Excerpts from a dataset
>>
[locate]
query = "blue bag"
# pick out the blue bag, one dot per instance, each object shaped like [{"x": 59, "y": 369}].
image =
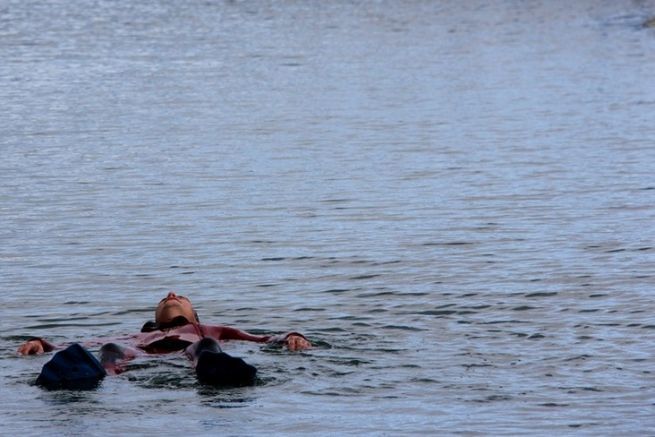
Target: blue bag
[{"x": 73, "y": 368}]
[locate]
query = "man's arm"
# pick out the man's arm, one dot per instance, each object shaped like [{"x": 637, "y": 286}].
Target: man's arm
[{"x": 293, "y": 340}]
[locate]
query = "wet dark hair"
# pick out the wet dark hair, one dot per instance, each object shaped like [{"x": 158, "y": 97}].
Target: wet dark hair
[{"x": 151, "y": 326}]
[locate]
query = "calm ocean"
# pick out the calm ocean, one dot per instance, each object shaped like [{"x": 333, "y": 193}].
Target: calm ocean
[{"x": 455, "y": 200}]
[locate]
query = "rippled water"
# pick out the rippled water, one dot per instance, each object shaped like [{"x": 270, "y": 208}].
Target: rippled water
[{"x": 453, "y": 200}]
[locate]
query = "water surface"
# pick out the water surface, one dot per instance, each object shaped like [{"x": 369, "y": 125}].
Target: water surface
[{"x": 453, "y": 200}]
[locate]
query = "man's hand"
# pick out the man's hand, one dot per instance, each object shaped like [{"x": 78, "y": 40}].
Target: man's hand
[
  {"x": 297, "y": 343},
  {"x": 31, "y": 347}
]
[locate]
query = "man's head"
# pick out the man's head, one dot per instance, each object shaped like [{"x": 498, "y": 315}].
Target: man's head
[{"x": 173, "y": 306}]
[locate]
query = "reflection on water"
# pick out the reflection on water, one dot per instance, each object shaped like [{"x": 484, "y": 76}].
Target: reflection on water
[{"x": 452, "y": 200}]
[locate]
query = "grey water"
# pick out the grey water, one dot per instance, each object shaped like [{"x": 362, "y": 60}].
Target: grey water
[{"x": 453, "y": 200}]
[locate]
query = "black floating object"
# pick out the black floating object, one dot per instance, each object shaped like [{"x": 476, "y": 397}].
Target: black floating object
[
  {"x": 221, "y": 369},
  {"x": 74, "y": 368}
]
<<
- [Your assignment]:
Your answer should be one number: the count of lines in the records above that contain "query".

- [Result of this exercise]:
11